# Data for this exercise start

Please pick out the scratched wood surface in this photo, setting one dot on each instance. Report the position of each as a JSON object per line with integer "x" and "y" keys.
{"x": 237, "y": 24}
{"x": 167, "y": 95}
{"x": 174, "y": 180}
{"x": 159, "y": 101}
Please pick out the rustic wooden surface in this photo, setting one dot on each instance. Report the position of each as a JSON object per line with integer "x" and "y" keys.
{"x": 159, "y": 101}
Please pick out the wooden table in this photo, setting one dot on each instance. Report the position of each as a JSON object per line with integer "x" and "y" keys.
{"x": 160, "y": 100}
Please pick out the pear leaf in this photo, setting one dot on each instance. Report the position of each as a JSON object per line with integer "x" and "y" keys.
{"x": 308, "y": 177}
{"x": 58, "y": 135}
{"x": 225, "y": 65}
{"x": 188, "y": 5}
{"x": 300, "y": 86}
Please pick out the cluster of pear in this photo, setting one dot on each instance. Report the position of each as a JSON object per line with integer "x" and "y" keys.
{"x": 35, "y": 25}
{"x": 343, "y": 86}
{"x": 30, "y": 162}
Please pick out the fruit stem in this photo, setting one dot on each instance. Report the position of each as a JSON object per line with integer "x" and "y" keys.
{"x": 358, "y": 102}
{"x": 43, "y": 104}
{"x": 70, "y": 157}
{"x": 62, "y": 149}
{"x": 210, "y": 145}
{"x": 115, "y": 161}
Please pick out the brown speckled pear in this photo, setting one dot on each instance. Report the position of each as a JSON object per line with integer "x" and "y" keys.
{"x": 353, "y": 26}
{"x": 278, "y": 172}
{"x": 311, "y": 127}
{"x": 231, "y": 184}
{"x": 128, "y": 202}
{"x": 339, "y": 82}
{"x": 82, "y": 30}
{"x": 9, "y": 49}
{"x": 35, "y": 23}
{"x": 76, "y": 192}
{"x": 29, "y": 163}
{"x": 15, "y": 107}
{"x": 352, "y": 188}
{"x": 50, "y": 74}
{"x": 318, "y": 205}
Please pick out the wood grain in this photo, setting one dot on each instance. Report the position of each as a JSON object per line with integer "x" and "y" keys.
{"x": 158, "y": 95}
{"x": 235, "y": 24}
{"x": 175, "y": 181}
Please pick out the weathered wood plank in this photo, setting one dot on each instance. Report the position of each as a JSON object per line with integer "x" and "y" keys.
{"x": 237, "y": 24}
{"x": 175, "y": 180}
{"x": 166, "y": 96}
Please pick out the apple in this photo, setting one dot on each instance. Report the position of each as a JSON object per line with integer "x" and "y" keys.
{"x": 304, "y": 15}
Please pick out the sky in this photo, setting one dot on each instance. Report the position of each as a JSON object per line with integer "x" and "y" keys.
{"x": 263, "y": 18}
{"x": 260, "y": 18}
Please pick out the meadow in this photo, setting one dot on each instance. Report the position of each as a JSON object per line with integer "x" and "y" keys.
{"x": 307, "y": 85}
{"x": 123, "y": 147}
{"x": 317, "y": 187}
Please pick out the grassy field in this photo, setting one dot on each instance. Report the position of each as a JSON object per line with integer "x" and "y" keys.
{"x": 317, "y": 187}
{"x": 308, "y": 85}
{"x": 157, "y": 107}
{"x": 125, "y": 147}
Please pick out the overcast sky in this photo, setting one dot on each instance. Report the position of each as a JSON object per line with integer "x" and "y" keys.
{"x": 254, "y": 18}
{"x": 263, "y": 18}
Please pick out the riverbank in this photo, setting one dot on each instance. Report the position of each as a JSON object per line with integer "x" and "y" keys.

# Data for this exercise end

:: The task ::
Copy out all of the records above line by line, with every character unchanged.

:: Response to the task ::
Please pick out the scratched wood surface in this photo, setting one dot on each instance. Report the position of each as a JSON object per line with integer "x" and "y" keys.
{"x": 237, "y": 24}
{"x": 167, "y": 95}
{"x": 174, "y": 180}
{"x": 159, "y": 101}
Please pick out the rustic wooden surface in this photo, setting one dot on each instance. Report the position of each as a JSON object per line with integer "x" and "y" keys.
{"x": 159, "y": 101}
Please pick out the wooden table in this photo, setting one dot on each instance. Report the position of each as a JSON object per line with integer "x" and "y" keys.
{"x": 160, "y": 100}
Please pick out the pear leaf in this photo, setting one dot on each instance. Report the position of each as a JSON object per line with integer "x" and "y" keys.
{"x": 308, "y": 177}
{"x": 58, "y": 135}
{"x": 225, "y": 65}
{"x": 188, "y": 5}
{"x": 300, "y": 86}
Please pick out the cluster of pear in this photo, setting one dot on each instance. Report the position of each as a JSON object per line with integer "x" and "y" keys.
{"x": 35, "y": 25}
{"x": 343, "y": 86}
{"x": 30, "y": 162}
Please pick out the fruit stem in this photo, setting one dot on each instance. Report the position of each as a JSON object per line with integer "x" and "y" keys.
{"x": 358, "y": 102}
{"x": 43, "y": 104}
{"x": 70, "y": 157}
{"x": 62, "y": 149}
{"x": 210, "y": 145}
{"x": 115, "y": 161}
Please pick out the brown speckled pear in this photo, setting one dot on each instance. Report the position of each as a JSON object per line with integer "x" and "y" keys.
{"x": 353, "y": 26}
{"x": 278, "y": 172}
{"x": 311, "y": 127}
{"x": 231, "y": 184}
{"x": 128, "y": 202}
{"x": 339, "y": 82}
{"x": 82, "y": 30}
{"x": 9, "y": 49}
{"x": 35, "y": 23}
{"x": 76, "y": 192}
{"x": 29, "y": 163}
{"x": 15, "y": 107}
{"x": 352, "y": 188}
{"x": 50, "y": 74}
{"x": 318, "y": 205}
Please pick out the wood grain in this photo, setting one dot on each instance. Report the position of each as a JSON object per line with integer "x" and "y" keys.
{"x": 158, "y": 95}
{"x": 235, "y": 24}
{"x": 175, "y": 181}
Please pick out the weathered wood plank in this photo, setting one dot on each instance. Report the position of each as a JSON object per line with integer "x" and "y" keys.
{"x": 237, "y": 24}
{"x": 175, "y": 180}
{"x": 166, "y": 96}
Please pick out the apple in this photo, setting one dot on each instance. Report the position of each as a JSON object per line with integer "x" and "y" keys.
{"x": 304, "y": 15}
Please pick out the sky in this photo, setting one dot on each instance. Report the position of each as a JSON object per line with integer "x" and "y" keys.
{"x": 263, "y": 18}
{"x": 260, "y": 18}
Please pick out the meadow in this photo, setting one dot on each instance. Report the position of each as a JSON object per line with integer "x" and "y" keys.
{"x": 307, "y": 85}
{"x": 123, "y": 147}
{"x": 317, "y": 187}
Please pick out the grassy field in this photo, setting one dot on each instance. Report the position of each as a JSON object per line with integer "x" and "y" keys.
{"x": 317, "y": 187}
{"x": 308, "y": 85}
{"x": 157, "y": 107}
{"x": 125, "y": 147}
Please pick out the overcast sky in this photo, setting one dot on each instance. Report the position of each as a JSON object per line with integer "x" and "y" keys.
{"x": 254, "y": 18}
{"x": 263, "y": 18}
Please pick out the riverbank in this photo, setting one dot on each instance. Report the position of each as a JSON object per line with integer "x" and "y" keys.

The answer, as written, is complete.